PROBLEM:
Reproduce every one of the entries below word for word, omitting the images.

ENTRIES PROVIDED:
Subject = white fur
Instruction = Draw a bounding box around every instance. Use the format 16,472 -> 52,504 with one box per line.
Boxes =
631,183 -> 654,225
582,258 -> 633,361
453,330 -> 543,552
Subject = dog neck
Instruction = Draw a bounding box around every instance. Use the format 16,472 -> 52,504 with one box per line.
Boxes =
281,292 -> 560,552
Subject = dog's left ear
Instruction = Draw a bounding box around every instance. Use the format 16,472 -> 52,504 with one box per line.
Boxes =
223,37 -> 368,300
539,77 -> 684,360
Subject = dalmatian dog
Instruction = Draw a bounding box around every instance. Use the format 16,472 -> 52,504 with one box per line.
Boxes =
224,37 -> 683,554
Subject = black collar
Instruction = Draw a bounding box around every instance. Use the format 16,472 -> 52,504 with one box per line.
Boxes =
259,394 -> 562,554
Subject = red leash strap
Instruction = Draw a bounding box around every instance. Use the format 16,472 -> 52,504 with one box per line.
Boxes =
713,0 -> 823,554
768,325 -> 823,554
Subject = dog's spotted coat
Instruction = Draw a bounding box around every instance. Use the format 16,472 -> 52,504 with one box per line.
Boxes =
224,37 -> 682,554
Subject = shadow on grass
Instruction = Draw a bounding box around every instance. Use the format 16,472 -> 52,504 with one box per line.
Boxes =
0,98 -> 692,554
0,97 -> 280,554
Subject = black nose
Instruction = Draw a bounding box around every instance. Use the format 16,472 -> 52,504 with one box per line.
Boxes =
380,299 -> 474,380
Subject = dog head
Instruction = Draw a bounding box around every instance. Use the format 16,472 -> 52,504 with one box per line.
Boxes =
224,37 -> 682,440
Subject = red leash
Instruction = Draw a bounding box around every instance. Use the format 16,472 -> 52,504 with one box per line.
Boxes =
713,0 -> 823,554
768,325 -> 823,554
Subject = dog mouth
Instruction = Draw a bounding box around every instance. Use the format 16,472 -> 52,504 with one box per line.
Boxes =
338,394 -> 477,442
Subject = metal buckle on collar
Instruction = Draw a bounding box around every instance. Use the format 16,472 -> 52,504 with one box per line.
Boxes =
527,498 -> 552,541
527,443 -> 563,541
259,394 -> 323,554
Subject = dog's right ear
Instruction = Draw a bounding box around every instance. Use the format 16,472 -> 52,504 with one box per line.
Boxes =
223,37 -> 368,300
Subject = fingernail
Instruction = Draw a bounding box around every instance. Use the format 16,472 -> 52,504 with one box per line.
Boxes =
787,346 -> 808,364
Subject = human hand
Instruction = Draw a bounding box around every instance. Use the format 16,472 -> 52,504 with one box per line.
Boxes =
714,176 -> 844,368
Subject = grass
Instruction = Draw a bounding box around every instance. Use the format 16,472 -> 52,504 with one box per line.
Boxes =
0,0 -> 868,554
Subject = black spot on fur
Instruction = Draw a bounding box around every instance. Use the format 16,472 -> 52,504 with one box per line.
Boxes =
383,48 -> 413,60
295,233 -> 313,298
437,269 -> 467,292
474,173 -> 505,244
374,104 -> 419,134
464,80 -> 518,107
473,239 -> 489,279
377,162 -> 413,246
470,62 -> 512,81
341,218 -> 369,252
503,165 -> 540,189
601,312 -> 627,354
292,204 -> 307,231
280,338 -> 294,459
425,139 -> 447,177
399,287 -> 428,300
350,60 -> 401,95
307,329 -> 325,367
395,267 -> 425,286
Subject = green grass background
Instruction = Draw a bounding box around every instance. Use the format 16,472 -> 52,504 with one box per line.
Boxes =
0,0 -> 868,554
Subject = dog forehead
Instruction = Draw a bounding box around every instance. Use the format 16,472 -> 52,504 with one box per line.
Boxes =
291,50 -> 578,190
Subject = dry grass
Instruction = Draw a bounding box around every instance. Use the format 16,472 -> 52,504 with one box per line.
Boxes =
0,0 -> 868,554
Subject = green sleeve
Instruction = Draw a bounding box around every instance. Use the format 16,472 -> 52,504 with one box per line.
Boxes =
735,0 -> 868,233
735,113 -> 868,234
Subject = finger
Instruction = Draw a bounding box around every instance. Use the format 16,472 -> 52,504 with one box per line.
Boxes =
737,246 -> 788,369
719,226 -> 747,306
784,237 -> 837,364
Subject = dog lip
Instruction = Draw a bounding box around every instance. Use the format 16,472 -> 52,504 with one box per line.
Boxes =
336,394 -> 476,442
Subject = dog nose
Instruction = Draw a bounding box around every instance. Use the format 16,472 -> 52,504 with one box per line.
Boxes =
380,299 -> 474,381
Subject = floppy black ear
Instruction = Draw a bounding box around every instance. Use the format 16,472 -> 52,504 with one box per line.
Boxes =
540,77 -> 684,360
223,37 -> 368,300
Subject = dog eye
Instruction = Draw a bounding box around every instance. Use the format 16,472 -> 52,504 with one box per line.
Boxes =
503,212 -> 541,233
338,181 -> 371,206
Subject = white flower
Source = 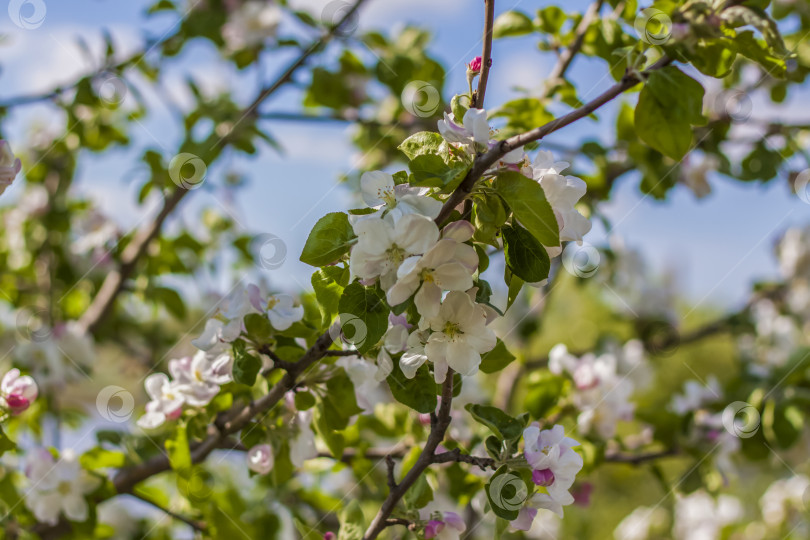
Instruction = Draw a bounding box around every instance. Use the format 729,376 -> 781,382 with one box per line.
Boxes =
420,291 -> 497,383
191,286 -> 258,351
349,214 -> 439,290
0,140 -> 22,195
169,351 -> 233,407
672,489 -> 744,540
267,295 -> 304,331
549,344 -> 635,439
360,171 -> 442,221
387,221 -> 478,318
439,108 -> 489,145
290,410 -> 318,469
25,448 -> 99,525
247,444 -> 274,474
523,424 -> 583,510
222,0 -> 282,51
137,373 -> 184,429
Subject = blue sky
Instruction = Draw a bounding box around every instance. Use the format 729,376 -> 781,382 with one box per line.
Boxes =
0,0 -> 810,310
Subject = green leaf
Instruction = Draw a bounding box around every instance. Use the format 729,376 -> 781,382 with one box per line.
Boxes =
233,339 -> 262,386
635,66 -> 706,160
338,282 -> 389,354
492,11 -> 534,39
311,266 -> 349,327
485,465 -> 530,521
79,446 -> 127,471
165,422 -> 191,478
397,131 -> 444,159
337,499 -> 366,540
501,224 -> 551,283
301,212 -> 354,266
387,361 -> 438,414
464,403 -> 523,441
495,171 -> 560,246
408,154 -> 470,191
481,339 -> 515,373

RESPONSE FOR THIS EXERCISE:
Subject = white fur
Instruction = Draw a bounding box around every instance. Use the format 16,472 -> 52,504 with one box per line.
Boxes =
631,183 -> 654,225
582,258 -> 633,361
453,330 -> 543,552
Subject = dog neck
Instruction = Draw a bounding box around every instance. Use the format 16,472 -> 52,504 with one box per line.
Boxes =
281,292 -> 560,552
Subject = dog's left ear
Instruction = Draw a bounding box around every instance. Use the format 16,472 -> 52,504 with one box per line.
Boxes =
223,37 -> 368,300
539,77 -> 684,360
Subject = dalmatian dog
Instruction = Draw a bounding box around every instance. Use the format 16,472 -> 52,504 with one box per line.
Boxes =
224,37 -> 683,554
Subject = black collar
Instruction = Draw a bounding box around every instance. Use the format 16,472 -> 52,504 with one box per line.
Boxes =
259,394 -> 562,554
Subject = red leash strap
Instruction = Draw a bounding box around every instance. Use the format 16,472 -> 52,504 with one box per line.
Boxes =
713,0 -> 823,554
768,325 -> 823,554
Subject = dog's spotted coat
Instruction = Draw a bounding box around every instance. Use the format 16,472 -> 52,504 with one box per line.
Boxes =
224,37 -> 682,554
Subject = shadow on grass
Instruction = Draw a bounding box around every instance. Use the format 16,472 -> 52,504 with one box per line.
Boxes =
0,98 -> 692,554
0,97 -> 280,554
Subject = black nose
Instruction = Draw a bounding box around every instance. Use the format 16,472 -> 52,504 with one box per line.
Boxes =
380,299 -> 474,380
Subject = dog head
Instruction = Draw a bounding box around every instance. Use the format 16,472 -> 52,504 with one box per line.
Boxes =
224,37 -> 682,440
Subject = red leash
Instruction = Draw a bounding box around every instance. Use the format 16,472 -> 52,504 with one box per line.
Boxes =
713,0 -> 823,554
768,325 -> 823,554
Subject = dog mouth
Instruction = Draw a bounding box around every instance. Use the format 16,472 -> 52,504 with one box per line.
Boxes =
338,394 -> 477,442
Subject = metal buckle on collar
Instruction = Draw a bounding box around every instance. Use the format 16,472 -> 52,504 with one box per line.
Boxes =
527,498 -> 552,541
527,443 -> 563,541
259,394 -> 323,554
Subject = dog's right ear
Instruction = Draw a bounding box around every instance. Use the format 16,472 -> 52,504 with one box per line.
Boxes =
223,37 -> 368,300
Subject = fingernail
Instruction = Draw a bounding box around every instance. Use the format 16,472 -> 52,504 with one box per line.
Boxes =
787,346 -> 808,364
Subject = human hand
Instruction = Draw a bounding box around every instance. Use the format 16,472 -> 52,504 with one box per line.
Boxes =
714,176 -> 844,368
Subject = grass
Instruction = Draw a bounding box around every instance. Use the format 16,472 -> 52,504 with one box per line.
Boxes =
0,0 -> 868,554
Subject = black spot on fur
Instruction = Draw a bounding box around every instance. Use the format 16,472 -> 52,504 with one box per line.
Boxes =
383,48 -> 413,60
295,233 -> 313,298
437,269 -> 467,292
474,173 -> 505,244
374,104 -> 419,134
464,80 -> 518,107
473,239 -> 489,279
377,162 -> 413,246
470,62 -> 512,81
341,218 -> 369,252
503,165 -> 540,189
601,312 -> 627,354
292,204 -> 307,231
280,338 -> 294,459
425,139 -> 447,177
399,287 -> 428,300
350,60 -> 401,95
307,329 -> 325,367
395,267 -> 425,286
Subject = green grass background
Instruction = Draw a bounding box around every instance. Use the format 16,472 -> 52,504 with one box per line.
Boxes =
0,0 -> 868,554
Subject = dog forehead
Instruction = Draw a bounding box around every instance. Use the format 16,472 -> 52,504 with one box per line.
Boxes =
291,50 -> 578,190
Subject = dry grass
Instruction = Draw a bounding box around every instance. Use the format 16,472 -> 52,504 with one box per line.
Boxes =
0,0 -> 868,554
Subject = green sleeve
Instruction = Draw a bounding box around every instance. Use the format 16,472 -> 52,504 with one box per line.
Boxes =
735,0 -> 868,233
735,113 -> 868,234
Subject = finger
Instruction = Draw a bounding box around every instance. Use the format 16,472 -> 52,504 with one box per line.
Boxes =
737,246 -> 788,369
719,226 -> 747,306
784,237 -> 837,364
Subject = dog lip
Instruction = Draw a bounding box around every instance. Use the format 16,472 -> 52,504 with one box per line.
Boxes =
336,394 -> 476,442
Subject = dog nose
Instruction = Draw a bounding box around every instance. Use the format 16,472 -> 52,504 with one box per line.
Boxes =
380,299 -> 474,381
Subject = floppy black ear
Instruction = Draw a bounding box around every instance. Use the format 16,472 -> 52,504 with one box per line.
Boxes =
540,77 -> 684,360
223,37 -> 368,300
Subject = dog eye
Instruction = Draw a bounding box around every instance. Use the format 16,472 -> 52,504 with one box per line.
Boxes =
503,212 -> 541,233
338,181 -> 371,206
Subject = white flower
Source = 
Instruction = Draw a bounding box around every instance. Use the format 729,376 -> 781,382 with one box per line.
Boxes =
420,291 -> 497,383
191,286 -> 258,351
349,214 -> 439,290
0,140 -> 22,195
169,351 -> 233,407
672,489 -> 744,540
267,295 -> 304,331
549,344 -> 635,439
360,171 -> 442,221
387,221 -> 478,318
439,108 -> 489,145
290,410 -> 318,469
25,448 -> 99,525
247,444 -> 274,474
523,424 -> 583,510
222,0 -> 282,51
137,373 -> 184,429
Subject = blue sky
Instruction = Draw a bounding box around every instance. Use the format 729,376 -> 781,382 with one box per line.
Boxes =
0,0 -> 810,310
Subject = green leaf
Instruction = Draw a bounding box around every instance. Use the format 729,376 -> 781,382 with one box per line.
Boxes =
233,339 -> 262,386
635,66 -> 706,160
338,282 -> 389,354
492,11 -> 534,39
311,266 -> 349,327
485,465 -> 530,521
79,446 -> 127,471
165,422 -> 191,478
397,131 -> 444,159
337,499 -> 366,540
501,224 -> 551,283
301,212 -> 354,266
387,361 -> 438,414
464,403 -> 523,441
495,171 -> 560,246
408,154 -> 470,191
481,339 -> 515,373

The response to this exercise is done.